[Exercise inputs Boundary: Start]

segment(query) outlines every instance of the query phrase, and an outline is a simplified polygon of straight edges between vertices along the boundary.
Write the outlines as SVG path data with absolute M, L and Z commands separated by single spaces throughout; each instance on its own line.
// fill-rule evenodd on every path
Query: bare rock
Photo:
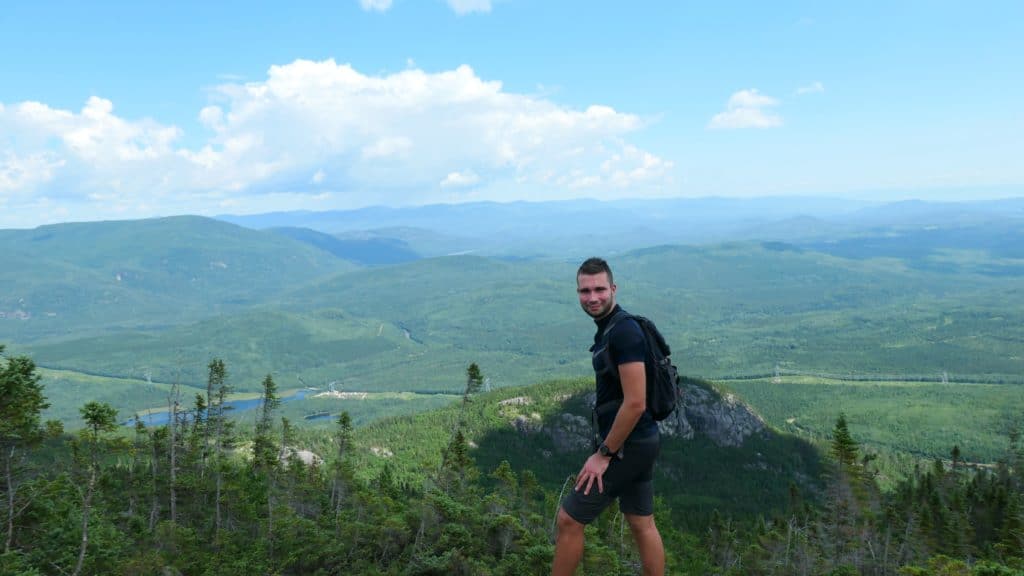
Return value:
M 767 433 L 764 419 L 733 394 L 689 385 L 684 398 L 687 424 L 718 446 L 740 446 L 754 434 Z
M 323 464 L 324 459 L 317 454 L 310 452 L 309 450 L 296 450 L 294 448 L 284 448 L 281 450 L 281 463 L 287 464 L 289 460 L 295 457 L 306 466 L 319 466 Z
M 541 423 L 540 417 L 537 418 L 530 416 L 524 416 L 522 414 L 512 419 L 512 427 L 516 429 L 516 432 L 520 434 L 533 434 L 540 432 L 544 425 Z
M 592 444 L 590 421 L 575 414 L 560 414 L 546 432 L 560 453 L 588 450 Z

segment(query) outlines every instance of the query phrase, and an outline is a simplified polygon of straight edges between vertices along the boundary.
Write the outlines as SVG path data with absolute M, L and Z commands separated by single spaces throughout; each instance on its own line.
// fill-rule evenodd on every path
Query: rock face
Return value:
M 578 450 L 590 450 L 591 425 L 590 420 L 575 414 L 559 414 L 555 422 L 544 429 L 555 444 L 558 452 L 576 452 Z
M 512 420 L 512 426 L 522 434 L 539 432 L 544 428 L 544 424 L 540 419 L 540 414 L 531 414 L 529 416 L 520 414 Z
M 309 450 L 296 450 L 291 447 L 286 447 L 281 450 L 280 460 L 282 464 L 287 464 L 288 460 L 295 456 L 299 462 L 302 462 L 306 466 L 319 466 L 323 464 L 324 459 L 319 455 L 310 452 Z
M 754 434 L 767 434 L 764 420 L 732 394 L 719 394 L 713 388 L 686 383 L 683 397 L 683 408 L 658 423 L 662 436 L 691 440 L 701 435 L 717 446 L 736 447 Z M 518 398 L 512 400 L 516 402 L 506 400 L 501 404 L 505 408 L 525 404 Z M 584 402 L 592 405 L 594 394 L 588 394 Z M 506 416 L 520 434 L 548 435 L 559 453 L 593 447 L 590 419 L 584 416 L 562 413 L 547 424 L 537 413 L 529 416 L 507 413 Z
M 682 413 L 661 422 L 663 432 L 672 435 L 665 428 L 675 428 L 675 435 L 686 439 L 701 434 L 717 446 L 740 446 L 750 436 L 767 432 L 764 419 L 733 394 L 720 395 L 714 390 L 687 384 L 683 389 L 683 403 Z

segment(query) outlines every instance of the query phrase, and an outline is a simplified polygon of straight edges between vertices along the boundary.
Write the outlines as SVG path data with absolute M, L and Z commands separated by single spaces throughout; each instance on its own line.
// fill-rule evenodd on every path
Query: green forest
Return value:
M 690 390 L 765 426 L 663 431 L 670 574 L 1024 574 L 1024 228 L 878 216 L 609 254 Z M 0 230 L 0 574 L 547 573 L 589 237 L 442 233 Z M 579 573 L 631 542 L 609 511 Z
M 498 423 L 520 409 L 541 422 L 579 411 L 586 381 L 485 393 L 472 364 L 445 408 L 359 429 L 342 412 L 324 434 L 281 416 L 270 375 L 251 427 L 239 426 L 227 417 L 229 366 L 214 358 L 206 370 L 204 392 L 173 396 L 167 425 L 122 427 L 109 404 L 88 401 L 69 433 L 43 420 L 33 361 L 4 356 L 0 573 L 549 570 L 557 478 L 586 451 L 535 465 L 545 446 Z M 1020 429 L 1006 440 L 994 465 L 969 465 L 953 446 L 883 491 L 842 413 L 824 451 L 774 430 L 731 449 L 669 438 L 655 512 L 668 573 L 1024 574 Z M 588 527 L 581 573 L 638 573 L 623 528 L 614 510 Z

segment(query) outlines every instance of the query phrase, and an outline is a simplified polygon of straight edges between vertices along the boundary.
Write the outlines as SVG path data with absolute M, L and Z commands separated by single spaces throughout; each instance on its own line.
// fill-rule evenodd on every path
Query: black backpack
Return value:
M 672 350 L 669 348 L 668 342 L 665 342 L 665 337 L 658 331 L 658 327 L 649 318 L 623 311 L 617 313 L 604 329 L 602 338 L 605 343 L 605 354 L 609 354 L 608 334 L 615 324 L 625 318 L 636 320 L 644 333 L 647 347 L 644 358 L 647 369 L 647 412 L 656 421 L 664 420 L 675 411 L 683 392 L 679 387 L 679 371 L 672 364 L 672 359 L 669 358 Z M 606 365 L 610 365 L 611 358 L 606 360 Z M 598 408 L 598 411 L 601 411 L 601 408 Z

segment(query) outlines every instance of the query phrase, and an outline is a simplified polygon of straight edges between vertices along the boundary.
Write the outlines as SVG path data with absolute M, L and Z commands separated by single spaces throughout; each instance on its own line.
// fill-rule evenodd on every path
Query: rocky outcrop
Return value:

[Exercise inputs Boundary: End]
[Exercise inputs Boundary: Start]

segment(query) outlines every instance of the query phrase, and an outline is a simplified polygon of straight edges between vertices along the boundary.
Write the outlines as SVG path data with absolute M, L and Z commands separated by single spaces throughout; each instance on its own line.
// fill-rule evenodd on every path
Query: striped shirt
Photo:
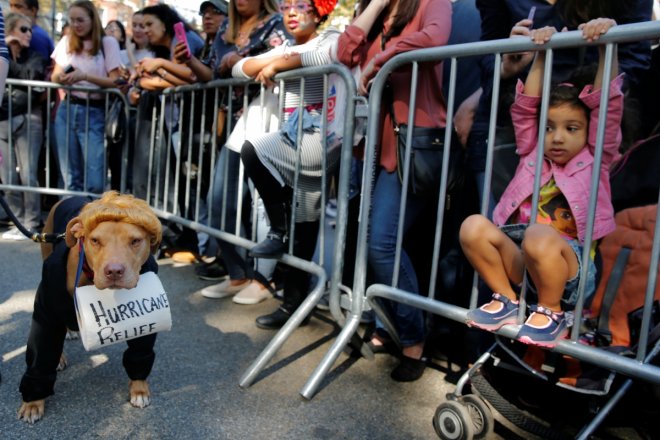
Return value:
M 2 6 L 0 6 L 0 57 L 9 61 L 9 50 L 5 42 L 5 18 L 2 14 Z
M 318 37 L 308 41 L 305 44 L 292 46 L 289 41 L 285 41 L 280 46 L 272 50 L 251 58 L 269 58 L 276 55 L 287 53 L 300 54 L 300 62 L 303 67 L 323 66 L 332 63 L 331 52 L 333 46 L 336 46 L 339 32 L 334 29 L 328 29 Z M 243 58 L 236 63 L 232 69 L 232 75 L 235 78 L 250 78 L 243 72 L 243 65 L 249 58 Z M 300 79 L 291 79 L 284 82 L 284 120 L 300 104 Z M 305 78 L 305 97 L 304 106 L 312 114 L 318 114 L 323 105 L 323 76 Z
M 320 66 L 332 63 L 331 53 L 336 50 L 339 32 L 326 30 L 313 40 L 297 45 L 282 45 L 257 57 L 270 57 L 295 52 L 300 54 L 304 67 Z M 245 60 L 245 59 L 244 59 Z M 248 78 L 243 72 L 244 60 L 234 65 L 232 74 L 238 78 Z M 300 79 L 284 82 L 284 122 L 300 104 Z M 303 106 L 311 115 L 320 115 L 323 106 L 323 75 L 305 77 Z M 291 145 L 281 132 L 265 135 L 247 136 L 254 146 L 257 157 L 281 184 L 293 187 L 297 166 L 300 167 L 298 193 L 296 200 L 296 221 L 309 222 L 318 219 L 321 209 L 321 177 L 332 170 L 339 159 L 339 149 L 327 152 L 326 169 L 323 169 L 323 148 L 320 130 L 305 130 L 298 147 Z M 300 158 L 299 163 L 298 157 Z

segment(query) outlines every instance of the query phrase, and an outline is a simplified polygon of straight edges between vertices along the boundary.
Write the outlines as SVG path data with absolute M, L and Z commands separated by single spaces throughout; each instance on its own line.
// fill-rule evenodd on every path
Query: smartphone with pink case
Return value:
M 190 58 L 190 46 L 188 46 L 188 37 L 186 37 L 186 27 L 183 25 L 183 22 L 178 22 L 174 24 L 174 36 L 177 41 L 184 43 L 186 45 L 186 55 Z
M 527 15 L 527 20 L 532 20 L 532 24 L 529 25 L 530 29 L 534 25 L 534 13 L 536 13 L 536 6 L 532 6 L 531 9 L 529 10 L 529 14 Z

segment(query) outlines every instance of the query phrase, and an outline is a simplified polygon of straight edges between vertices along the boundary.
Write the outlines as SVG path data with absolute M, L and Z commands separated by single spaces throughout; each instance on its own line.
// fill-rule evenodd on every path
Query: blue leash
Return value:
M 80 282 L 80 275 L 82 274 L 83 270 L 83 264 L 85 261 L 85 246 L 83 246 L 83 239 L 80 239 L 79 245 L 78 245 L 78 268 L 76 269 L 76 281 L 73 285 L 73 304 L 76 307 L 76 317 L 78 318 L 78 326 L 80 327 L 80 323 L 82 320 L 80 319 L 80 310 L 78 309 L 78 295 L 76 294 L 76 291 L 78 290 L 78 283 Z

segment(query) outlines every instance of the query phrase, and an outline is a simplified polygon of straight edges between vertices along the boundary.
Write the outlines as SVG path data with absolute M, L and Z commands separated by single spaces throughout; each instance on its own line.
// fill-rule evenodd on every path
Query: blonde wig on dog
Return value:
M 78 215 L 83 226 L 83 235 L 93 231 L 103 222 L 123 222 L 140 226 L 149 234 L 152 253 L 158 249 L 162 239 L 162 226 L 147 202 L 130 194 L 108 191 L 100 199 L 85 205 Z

[Exercise inputs Boundary: End]

Your goal - Print nothing except the lines above from the one containing "Query: bare rock" down to the one containing "Query: rock face", both included, exactly as written and free of pictures.

Output below -
Query: bare rock
Photo:
Return value:
M 767 433 L 764 419 L 733 394 L 689 385 L 684 398 L 687 424 L 718 446 L 740 446 L 754 434 Z
M 323 464 L 324 459 L 317 454 L 310 452 L 309 450 L 296 450 L 294 448 L 284 448 L 281 450 L 281 463 L 287 464 L 289 460 L 295 457 L 306 466 L 319 466 Z
M 541 423 L 540 417 L 537 418 L 530 416 L 524 416 L 522 414 L 512 419 L 512 427 L 516 429 L 516 432 L 520 434 L 533 434 L 540 432 L 544 425 Z
M 592 444 L 590 421 L 575 414 L 560 414 L 546 432 L 560 453 L 588 450 Z

segment(query) outlines every instance of the query phrase, and an outline is a simplified polygon of straight edges between vertices along the boundary.
Write the outlines as SVG path data with absolute M, L and Z commands separated by single spaces throughout; each instance on its own line.
// fill-rule evenodd on every path
Query: rock face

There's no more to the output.